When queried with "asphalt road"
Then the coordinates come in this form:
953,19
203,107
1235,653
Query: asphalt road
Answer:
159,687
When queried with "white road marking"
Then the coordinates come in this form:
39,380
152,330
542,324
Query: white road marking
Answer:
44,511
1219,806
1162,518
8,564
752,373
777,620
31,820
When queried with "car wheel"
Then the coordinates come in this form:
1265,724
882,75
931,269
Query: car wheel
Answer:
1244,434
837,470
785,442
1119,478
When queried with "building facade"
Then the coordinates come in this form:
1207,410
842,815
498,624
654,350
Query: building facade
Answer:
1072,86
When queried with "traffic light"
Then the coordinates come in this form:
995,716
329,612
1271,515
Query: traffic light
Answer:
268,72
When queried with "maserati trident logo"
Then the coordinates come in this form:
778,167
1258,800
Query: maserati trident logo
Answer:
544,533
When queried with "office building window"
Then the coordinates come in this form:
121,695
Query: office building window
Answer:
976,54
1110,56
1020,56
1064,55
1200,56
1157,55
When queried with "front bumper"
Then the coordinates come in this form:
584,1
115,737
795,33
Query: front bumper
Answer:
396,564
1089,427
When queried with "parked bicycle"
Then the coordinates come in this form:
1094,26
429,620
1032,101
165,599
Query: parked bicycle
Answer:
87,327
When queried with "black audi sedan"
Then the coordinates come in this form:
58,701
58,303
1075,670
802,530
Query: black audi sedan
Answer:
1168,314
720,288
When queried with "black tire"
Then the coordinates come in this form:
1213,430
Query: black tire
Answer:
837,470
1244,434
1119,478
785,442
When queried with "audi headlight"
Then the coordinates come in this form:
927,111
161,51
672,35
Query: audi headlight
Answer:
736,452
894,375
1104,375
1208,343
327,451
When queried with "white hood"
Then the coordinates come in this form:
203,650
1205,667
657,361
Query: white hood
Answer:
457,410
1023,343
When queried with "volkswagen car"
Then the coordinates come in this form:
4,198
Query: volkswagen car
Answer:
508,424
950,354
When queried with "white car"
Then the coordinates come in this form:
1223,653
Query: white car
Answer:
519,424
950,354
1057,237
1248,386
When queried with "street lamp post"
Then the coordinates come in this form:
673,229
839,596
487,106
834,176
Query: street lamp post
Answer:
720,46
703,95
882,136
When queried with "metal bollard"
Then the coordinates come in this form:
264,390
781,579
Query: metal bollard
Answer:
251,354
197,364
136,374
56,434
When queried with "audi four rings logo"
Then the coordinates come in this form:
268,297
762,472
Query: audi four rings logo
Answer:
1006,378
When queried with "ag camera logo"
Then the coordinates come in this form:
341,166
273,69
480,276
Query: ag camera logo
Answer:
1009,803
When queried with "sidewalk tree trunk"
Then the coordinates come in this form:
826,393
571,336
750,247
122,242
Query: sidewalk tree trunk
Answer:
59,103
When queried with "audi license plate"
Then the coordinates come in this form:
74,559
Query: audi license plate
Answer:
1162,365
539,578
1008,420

_____

> _WHAT THE EXERCISE ASKS_: All of the entries must be quoted exactly; please include each one.

> _TASK RESULT_:
When queried with "asphalt road"
Then the coordinates come in this form:
953,19
203,107
1235,653
Query: asphalt road
Answer:
159,687
When queried with "white road marking"
Then the coordinates come in this form:
39,380
152,330
542,324
Query: white road marking
Answer:
44,511
1219,806
1162,518
8,564
752,373
777,620
31,820
When queried with "car wheel"
Then the coordinates come in this form:
1265,724
882,75
931,269
Query: car wheel
Answer:
1244,434
837,470
785,442
1119,478
When queried with "building facade"
Then the coordinates come in this form:
1207,410
842,815
498,624
654,350
Query: building facade
Answer:
1072,86
When queried with "traffic light"
Then the coordinates come in this form:
995,716
329,612
1271,515
Query: traffic light
Answer:
268,72
When queried with "maserati trident logo"
Then the coordinates come in this form:
778,167
1258,800
Query: maserati trident logo
Answer:
544,533
When queried with "office building window"
Then the coordinates come in this form:
121,695
Query: office building window
Answer:
976,54
1110,56
1020,56
1064,55
1200,56
1157,55
When queried with "front bumper"
Then the coordinates come in this form:
584,1
115,737
795,33
Query: front bumper
Answer:
396,564
1089,427
When queried with "parked bicycle"
Then the coordinates come in this form:
1094,26
429,620
1032,101
165,599
Query: parked bicycle
Answer:
87,327
When queried with "black audi sedan"
Then the coordinates come in this form:
58,701
58,303
1075,670
802,530
Query: black audi sedan
Answer:
1168,314
720,288
When queried with "black tire"
Then the coordinates come in this form:
1213,430
Query: black tire
Answer:
837,470
1244,434
1119,478
785,442
When queried with "audi headlight"
Then the coordinates come in this form:
927,111
161,51
672,35
Query: audi headlight
Answer:
736,452
894,375
1104,375
1208,343
327,451
When queried with "white hood"
Then the coordinates come in this form:
203,650
1205,667
657,361
Query: white hood
Answer:
457,410
1023,343
When queried with "volkswagen car"
Then the coordinates come in this form:
4,198
Query: volkswagen car
Answer:
508,424
950,354
When queried with "white car"
Then the coordinates come in this form:
1223,653
Query: white car
Answer:
519,424
950,354
1057,237
1248,386
When queried with "street lamp post"
Then the coordinates come in this form:
673,229
839,596
487,106
834,176
Query: street lamp post
Answer:
720,46
703,95
882,136
When queried with "metal bollard"
Then the coordinates come in this form:
264,390
781,579
Query: metal bollard
Answer:
251,354
197,364
136,374
56,434
When queried with "audi four rings logo"
Then the coordinates come in this form:
268,297
762,472
Query: audi four rings logo
Answer:
1006,378
When queried with "ag camera logo"
Then the coordinates come in this form:
341,166
273,69
480,276
Query: ag camera logo
Answer:
1009,803
When queried with "sidewalk tree trunk"
Then the coordinates come in this form:
826,393
571,336
750,247
122,242
Query: sidewalk tree trunk
Answer:
59,103
When queried with "audi license plate"
Then the coordinates come in this form:
74,559
Query: audi license plate
Answer:
1162,365
539,578
1008,420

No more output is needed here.